*Passage provided*

Since 1985, Studio Ghibli has produced twenty-two films, with one currently in the making, leading to several iconic characters with incredible stories drawing in numerous cosplayers to cosplay over the years. Many of these cosplayers have redesigned the characters with their own twist for costumes. This group, in particular, decided to make each character a witch! How very Halloween of them. We talked with cosplayer Seams.come.true on the details of the group, her Sophie-inspired witch cosplay, and how to get into upcycling.
Cosplay Central: In a recent post your caption said this group came together two years ago! How did you all connect and find each other?
Seams.come.true: All of the cosplayers are a combination of local friends here in Greenville, SC, and a college friend of mine. Over the last couple of years, we found each other through cosplay and have stayed in touch mainly via group chat throughout the pandemic. There are actually eighteen of us in various stages of making our ghibli witches! This was just those that could make it to Dragoncon.

*Stored data entries*
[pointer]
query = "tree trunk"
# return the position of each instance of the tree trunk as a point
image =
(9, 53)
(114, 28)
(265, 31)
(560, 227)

*Assignment 1*
Answer these questions from the Ghibli witch cosplay interview above the rows.
(a) How many films has Studio Ghibli produced since 1985?
(b) In what city are the local friends in the group based?
(c) How many cosplayers in total are making Ghibli witches?
*Assignment 2*
Pick up the Ghibli witch cosplay interview after its last sentence and continue it.

*Answer box 1*
(a) Twenty-two.
(b) Greenville, SC.
(c) Eighteen.

*Answer box 2*
CC: Do you eventually plan on all eighteen witches meeting up for a photoshoot or for a convention?
Seams.come.true: That's the dream! But the FULL group lives all over the country, so we will probably meet up in pockets. Also, I'll be going to Anime Weekend Atlanta next month as Sophie and a Howl Witch will be there as well.
CC: Who came up with the idea for the group? What was the inspiration?
Seams.come.true: It was a brainchild of myself, sb_smo, and Sadie by Design (on FB) after seeing mahou.shoujo's Disney witches in 2019. We extended the idea to our group of friends, and they were on board! We previously did a group of Disney-Sailor moon crossovers, so the group chat had been established for a while!
CC: When it came to designing the characters to be witchy, was it a solo design or did you all work together?
Seams.come.true: We had a couple guidelines that include:
- Large, pointy hat
- Long or puffy skirt
- A broom or long accessory of some kind
Other than that, it was free game. We decided on who would be who and gave advice to each other along the way.
CC: Can you tell us about your costume in specific? What was your favorite part to craft?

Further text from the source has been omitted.